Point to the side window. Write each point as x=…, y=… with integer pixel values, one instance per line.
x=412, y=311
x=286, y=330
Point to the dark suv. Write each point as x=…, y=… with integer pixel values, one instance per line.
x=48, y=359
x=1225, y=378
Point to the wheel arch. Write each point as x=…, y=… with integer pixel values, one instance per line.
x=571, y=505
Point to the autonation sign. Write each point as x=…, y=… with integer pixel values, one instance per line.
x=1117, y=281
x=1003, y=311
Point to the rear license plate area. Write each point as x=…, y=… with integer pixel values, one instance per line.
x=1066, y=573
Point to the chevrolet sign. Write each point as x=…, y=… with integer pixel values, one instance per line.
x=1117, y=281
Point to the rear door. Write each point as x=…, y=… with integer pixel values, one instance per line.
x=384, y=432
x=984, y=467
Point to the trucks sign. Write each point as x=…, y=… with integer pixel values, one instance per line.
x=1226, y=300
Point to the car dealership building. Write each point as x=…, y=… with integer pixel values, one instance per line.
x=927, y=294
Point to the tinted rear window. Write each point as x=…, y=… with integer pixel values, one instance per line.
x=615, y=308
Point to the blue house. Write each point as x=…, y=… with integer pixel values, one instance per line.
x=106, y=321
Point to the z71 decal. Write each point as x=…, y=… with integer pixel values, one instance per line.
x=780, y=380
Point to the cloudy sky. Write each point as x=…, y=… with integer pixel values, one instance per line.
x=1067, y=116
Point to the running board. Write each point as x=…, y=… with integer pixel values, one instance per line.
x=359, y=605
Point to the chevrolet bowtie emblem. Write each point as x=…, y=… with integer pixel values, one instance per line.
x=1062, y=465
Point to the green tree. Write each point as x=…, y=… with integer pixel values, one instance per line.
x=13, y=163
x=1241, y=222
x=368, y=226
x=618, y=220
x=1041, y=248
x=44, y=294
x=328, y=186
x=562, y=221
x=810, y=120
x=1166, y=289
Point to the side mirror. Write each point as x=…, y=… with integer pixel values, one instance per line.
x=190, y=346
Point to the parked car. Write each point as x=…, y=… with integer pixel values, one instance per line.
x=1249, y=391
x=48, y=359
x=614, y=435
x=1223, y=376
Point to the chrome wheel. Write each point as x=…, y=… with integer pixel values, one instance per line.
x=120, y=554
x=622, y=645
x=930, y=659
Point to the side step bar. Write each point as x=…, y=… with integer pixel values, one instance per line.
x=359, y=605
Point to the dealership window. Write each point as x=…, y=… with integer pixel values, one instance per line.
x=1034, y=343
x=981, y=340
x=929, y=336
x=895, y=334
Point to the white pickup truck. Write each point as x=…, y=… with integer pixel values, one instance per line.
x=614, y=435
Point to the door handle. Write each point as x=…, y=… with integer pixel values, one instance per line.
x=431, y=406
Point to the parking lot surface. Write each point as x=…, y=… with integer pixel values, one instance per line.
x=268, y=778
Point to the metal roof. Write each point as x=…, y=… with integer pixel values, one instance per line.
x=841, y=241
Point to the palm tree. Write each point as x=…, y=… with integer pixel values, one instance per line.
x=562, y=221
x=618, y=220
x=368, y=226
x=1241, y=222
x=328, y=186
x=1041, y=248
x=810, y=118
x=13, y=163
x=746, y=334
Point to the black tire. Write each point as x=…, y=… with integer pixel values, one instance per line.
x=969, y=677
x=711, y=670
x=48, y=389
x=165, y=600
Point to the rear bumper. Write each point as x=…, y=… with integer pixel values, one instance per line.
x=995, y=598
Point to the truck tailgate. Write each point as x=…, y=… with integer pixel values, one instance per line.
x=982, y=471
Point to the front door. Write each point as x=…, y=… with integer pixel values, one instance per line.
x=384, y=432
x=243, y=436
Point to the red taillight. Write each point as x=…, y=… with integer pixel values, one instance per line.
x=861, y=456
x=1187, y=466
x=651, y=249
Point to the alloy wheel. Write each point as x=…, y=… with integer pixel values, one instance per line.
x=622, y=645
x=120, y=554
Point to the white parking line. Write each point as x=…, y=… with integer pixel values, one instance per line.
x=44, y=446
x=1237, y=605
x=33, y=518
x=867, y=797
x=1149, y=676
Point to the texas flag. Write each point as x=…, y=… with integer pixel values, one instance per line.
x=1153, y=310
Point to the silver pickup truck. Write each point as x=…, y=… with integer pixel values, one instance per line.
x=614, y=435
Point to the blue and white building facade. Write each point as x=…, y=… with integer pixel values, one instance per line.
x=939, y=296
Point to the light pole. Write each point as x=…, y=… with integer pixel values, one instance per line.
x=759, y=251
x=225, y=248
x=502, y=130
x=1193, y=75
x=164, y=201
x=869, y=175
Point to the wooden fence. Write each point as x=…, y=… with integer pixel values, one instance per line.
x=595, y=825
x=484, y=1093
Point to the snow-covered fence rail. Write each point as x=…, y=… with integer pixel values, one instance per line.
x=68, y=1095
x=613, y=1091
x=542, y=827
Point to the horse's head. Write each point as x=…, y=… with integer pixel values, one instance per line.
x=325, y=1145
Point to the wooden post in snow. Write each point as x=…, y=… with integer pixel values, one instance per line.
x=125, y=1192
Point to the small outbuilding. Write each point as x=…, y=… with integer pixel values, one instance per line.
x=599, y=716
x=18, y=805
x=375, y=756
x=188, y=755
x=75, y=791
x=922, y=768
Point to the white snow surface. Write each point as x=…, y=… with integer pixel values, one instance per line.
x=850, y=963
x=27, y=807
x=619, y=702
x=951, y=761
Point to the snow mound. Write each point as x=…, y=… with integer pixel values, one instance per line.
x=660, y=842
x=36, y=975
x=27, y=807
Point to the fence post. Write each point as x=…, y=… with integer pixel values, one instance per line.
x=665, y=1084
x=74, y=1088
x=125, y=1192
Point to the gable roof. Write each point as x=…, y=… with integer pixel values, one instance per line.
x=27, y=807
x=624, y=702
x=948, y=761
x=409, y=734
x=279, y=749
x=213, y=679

-*-

» **EXERCISE**
Can you repeat all of the data above line for line, without changing anything?

» **EXERCISE RESULT**
Point to the side window. Write each point as x=…, y=… with integer pixel values, one instance per line.
x=412, y=311
x=286, y=330
Point to the dark suv. Write each point as x=…, y=… with integer pixel values, one instance per line.
x=48, y=359
x=1225, y=378
Point to the wheel arch. Write each point as x=…, y=… with integer pixel values, one instance per line.
x=571, y=505
Point to the autonation sign. Write each point as x=…, y=… with integer pixel values, one instance per line.
x=1117, y=281
x=1003, y=311
Point to the rear license plate area. Write each point as x=…, y=… with integer pixel values, one instance per line.
x=1066, y=573
Point to the chevrolet sign. Write each point as x=…, y=… with integer pixel values, one instance per line.
x=1117, y=281
Point to the rear door. Write each point as x=…, y=… with integer pixel values, one instance per line.
x=384, y=432
x=984, y=467
Point to the trucks sign. Write each point as x=…, y=… with integer pixel values, one instance per line.
x=1226, y=300
Point to the car dealership building. Write each point as x=…, y=… with integer pixel values, one instance per line.
x=927, y=294
Point to the tinted rear window. Write each point as x=…, y=… with integer pixel values, one instance per line.
x=615, y=308
Point to the blue house. Write each point as x=…, y=… with integer pixel values, one instance per line.
x=106, y=321
Point to the z71 decal. Write each point as x=…, y=… with integer pixel values, one instance per line.
x=780, y=380
Point to the cloudy sky. Write each point as x=…, y=… with integer pixel values, one instance per line.
x=1067, y=116
Point to the running board. Write each point as x=…, y=… with integer pixel values, one instance per line.
x=359, y=605
Point to the chevrolet bowtie emblem. Write each point as x=…, y=… with integer pixel values, one instance per line.
x=1062, y=465
Point to the green tree. Write each point as x=…, y=… with integer pixel values, one instance per line.
x=13, y=163
x=1241, y=222
x=368, y=226
x=618, y=220
x=1041, y=248
x=44, y=294
x=328, y=186
x=562, y=221
x=810, y=120
x=1166, y=289
Point to the side mirror. Write each point as x=…, y=… with integer pixel values, one instance per line.
x=190, y=346
Point to the parked car. Write each point as x=…, y=… with integer pixel values, one instance per line.
x=1249, y=391
x=48, y=359
x=614, y=435
x=1223, y=376
Point to the chrome wheel. Write each point as x=…, y=… with integer pixel values, one instance per line.
x=120, y=554
x=622, y=645
x=930, y=659
Point to the side step bar. Write each point as x=…, y=… with integer pixel values, one instance per line.
x=359, y=605
Point to the dealership window. Write each point as x=…, y=… with integer pixel values, one instance per line.
x=1034, y=343
x=981, y=340
x=929, y=336
x=895, y=334
Point to the white pickup truck. Write each point as x=…, y=… with integer pixel values, one instance per line.
x=614, y=435
Point to the door handle. Write each point as x=…, y=… with integer pixel values, one instance per line.
x=431, y=406
Point to the parking lot surface. Write each point as x=…, y=… with integer pixel values, one instance per line.
x=268, y=778
Point to the metal roof. Write each point as x=…, y=… with integer pixel values, one instance per line.
x=841, y=241
Point to the palm tree. Write each point as x=…, y=… with integer pixel values, one instance per line.
x=562, y=221
x=618, y=220
x=368, y=226
x=1241, y=222
x=328, y=186
x=1041, y=248
x=810, y=118
x=13, y=163
x=746, y=334
Point to the black tire. Write each point as x=…, y=… with integer pixel values, one instance per line.
x=969, y=677
x=711, y=670
x=48, y=389
x=165, y=600
Point to the rear bumper. Write each point as x=…, y=… with integer pixel values, one instance per line.
x=995, y=598
Point to the truck tailgate. Write each point as x=…, y=… with integer pixel values, one instance per line.
x=982, y=471
Point to the front door. Write each point as x=…, y=… with integer pixel values, one instance per line.
x=384, y=432
x=243, y=436
Point to the red taillight. Write each point as x=…, y=… with integer pixel values, one instance per line.
x=861, y=456
x=1187, y=466
x=651, y=249
Point to the alloy wheel. Write each point as x=…, y=… with integer pixel values, one instance per line.
x=622, y=645
x=120, y=554
Point to the white parking line. Write each point as x=…, y=… with integer pixel values, one instance per line.
x=44, y=446
x=1237, y=605
x=33, y=518
x=867, y=797
x=1149, y=676
Point to the texas flag. Write each point as x=…, y=… with integer pixel values, one instance per line.
x=1153, y=310
Point to the silver pickup truck. Write each point as x=…, y=… with integer pixel values, one instance per line.
x=614, y=435
Point to the blue and white building facade. Write each point as x=…, y=… with integer pixel values, one instance per line.
x=939, y=296
Point to the light pole. Write each point as x=…, y=… with integer pixel values, one instance per line.
x=759, y=251
x=225, y=248
x=502, y=130
x=1193, y=75
x=164, y=201
x=869, y=175
Point to the wooden fence. Write each point as x=…, y=… with integer pixel values, one instance per line.
x=595, y=825
x=484, y=1093
Point to the snow-covered fence rail. Write each point as x=…, y=… with integer pixel values, one instance per line.
x=68, y=1095
x=613, y=1091
x=542, y=827
Point to the horse's head. Write each point as x=…, y=… with integer pixel values, one instance per line.
x=325, y=1145
Point to the wooden post in snow. Write each point as x=…, y=… with integer pixel values, one instance per line.
x=125, y=1192
Point to the small outbuilding. Write each point as x=…, y=… with integer pixel values, one instance per line.
x=599, y=716
x=18, y=805
x=375, y=756
x=188, y=755
x=75, y=791
x=922, y=768
Point to the white snow surface. Write each point as x=…, y=… with integer pixel values, one instance per line.
x=850, y=963
x=27, y=807
x=619, y=702
x=951, y=761
Point to the snow mound. Write each point as x=…, y=… with integer pixel values, one instance per line.
x=660, y=842
x=36, y=975
x=27, y=807
Point to the fence post. Write each point as x=…, y=… with integer pixel values, one instance per line.
x=665, y=1084
x=74, y=1088
x=125, y=1192
Point to the gable roof. Write each point as x=…, y=… with integer pixel values, one instance per line.
x=27, y=807
x=624, y=702
x=948, y=761
x=409, y=734
x=279, y=749
x=213, y=679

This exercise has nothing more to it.